*** Opening RECORDS SUPPLIED ***

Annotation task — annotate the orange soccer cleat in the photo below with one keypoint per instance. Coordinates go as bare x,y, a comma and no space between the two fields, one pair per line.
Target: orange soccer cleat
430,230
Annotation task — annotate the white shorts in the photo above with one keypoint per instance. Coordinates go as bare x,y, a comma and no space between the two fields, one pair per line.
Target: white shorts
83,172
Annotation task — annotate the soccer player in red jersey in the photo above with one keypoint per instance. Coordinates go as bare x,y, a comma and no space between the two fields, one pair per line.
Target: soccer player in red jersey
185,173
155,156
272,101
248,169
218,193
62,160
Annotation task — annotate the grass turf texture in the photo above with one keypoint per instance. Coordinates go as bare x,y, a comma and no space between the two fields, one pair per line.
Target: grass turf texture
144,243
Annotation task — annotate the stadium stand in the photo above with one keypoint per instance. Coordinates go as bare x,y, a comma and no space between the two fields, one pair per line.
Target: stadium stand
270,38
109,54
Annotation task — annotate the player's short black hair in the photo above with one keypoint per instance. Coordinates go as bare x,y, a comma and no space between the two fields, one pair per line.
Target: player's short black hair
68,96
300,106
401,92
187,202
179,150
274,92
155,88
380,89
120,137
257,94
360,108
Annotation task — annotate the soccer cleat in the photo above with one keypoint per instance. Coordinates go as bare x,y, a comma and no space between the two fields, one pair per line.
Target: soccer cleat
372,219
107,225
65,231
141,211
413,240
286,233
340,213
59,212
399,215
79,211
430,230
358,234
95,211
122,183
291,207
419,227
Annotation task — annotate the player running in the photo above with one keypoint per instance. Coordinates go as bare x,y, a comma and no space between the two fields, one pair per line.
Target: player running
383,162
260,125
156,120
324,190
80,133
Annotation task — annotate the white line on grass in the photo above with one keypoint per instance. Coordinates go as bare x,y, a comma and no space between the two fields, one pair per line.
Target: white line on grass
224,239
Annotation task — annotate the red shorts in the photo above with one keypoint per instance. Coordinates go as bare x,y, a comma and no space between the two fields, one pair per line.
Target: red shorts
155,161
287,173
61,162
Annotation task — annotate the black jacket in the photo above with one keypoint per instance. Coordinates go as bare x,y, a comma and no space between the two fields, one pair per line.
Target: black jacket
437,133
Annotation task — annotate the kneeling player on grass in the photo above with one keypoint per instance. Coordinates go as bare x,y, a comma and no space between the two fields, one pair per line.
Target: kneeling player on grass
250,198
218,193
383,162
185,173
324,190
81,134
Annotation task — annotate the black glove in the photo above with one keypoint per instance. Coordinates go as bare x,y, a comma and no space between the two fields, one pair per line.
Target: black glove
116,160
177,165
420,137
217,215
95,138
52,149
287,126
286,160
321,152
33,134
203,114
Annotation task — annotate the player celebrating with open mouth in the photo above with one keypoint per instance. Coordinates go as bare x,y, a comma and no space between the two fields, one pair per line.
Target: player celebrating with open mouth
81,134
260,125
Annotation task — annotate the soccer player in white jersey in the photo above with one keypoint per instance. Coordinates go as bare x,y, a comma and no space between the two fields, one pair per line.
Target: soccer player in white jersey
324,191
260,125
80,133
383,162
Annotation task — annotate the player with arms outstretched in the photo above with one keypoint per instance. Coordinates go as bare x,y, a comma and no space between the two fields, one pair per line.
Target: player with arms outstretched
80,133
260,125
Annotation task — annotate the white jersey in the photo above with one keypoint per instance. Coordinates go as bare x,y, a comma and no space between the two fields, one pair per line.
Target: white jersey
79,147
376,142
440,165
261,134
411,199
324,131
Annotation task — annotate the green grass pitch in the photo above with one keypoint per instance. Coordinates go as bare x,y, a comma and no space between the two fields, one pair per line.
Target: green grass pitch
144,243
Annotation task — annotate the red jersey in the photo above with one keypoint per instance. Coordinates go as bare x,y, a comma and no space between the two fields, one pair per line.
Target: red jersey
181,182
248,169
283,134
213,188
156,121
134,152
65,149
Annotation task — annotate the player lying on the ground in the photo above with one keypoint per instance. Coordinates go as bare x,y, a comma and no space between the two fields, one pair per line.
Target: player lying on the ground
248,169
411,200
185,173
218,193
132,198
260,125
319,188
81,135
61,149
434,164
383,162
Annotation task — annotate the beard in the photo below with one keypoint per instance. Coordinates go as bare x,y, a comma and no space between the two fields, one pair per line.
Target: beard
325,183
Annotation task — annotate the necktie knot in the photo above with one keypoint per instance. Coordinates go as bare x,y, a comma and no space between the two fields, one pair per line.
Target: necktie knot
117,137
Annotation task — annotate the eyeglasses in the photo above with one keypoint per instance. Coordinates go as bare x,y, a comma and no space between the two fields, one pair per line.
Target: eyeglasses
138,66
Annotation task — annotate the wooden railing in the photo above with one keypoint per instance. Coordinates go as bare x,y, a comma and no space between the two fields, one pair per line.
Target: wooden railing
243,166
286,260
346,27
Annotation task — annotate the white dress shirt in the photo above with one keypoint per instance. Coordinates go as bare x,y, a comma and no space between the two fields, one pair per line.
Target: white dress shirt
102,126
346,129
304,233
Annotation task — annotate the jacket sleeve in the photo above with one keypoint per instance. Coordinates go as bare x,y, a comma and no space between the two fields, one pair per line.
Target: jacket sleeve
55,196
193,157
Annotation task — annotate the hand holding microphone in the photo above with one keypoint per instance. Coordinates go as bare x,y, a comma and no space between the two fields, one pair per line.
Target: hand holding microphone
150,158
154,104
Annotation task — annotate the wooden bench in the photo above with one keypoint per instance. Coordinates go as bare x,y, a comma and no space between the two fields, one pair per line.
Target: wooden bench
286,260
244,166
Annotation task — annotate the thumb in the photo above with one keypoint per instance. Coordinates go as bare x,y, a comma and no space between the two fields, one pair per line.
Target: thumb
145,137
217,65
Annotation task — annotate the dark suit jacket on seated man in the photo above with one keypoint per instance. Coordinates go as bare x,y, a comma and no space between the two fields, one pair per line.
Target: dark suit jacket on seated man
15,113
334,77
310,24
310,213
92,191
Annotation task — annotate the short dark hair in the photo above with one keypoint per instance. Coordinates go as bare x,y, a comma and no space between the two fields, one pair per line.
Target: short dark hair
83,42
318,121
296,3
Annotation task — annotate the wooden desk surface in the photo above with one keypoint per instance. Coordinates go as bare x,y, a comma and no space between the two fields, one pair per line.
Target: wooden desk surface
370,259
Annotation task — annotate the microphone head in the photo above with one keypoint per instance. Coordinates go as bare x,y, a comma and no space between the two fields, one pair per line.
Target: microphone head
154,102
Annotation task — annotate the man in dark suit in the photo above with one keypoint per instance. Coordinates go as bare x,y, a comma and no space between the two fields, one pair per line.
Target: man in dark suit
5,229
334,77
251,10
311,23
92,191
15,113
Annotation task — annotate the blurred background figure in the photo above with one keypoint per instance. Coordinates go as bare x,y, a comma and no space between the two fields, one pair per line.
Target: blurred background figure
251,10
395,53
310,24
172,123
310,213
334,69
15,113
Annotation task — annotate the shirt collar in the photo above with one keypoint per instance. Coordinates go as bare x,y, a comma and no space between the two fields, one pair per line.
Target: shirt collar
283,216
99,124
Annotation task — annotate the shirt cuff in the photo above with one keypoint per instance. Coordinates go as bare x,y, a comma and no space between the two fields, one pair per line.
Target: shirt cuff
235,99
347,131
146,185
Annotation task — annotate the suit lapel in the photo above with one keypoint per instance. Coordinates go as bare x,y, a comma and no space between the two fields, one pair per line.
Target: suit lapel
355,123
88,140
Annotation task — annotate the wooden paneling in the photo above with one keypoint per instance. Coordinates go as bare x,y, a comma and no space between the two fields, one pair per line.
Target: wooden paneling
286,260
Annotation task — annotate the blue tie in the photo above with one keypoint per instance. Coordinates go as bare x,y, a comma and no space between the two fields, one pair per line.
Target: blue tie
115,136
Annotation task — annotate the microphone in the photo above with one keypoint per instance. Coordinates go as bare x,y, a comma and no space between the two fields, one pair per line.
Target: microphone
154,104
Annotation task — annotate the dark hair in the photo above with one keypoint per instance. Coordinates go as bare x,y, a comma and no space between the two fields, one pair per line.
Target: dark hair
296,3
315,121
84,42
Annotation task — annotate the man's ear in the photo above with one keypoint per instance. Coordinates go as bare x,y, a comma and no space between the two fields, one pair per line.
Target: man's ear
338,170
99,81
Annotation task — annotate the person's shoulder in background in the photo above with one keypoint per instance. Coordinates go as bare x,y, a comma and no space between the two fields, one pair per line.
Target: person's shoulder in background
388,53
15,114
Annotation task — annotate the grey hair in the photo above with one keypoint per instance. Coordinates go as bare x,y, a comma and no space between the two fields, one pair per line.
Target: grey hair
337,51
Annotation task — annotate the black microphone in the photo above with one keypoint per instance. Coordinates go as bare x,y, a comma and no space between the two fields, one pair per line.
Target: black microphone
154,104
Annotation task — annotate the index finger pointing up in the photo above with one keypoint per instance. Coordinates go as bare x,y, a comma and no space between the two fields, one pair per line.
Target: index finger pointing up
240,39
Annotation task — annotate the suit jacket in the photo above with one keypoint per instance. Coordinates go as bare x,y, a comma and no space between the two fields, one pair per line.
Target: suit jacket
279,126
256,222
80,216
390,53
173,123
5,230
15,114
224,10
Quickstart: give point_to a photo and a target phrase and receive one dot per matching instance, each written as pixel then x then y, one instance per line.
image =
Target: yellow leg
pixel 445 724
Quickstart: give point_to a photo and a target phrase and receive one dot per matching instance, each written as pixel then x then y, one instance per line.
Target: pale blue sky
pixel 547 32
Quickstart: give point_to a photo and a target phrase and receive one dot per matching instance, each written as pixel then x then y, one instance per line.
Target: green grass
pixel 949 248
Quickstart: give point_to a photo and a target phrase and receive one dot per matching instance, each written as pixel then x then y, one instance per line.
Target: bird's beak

*** Closing RECORDS SUPPLIED ***

TRY IT:
Look for the word "below" in every line of the listing and copy the lines that have it.

EXPECTED ANSWER:
Annotation task — annotate the orange soccer cleat in the photo below with one keypoint per instance. Coordinates go as bare x,y, a comma and no space between the two fields, one pair per line.
Annotation task — annotate the beard in the photo below with one keypoint per instance. Coordinates go as bare x,y, a comma and no space between the two fields, one pair per line.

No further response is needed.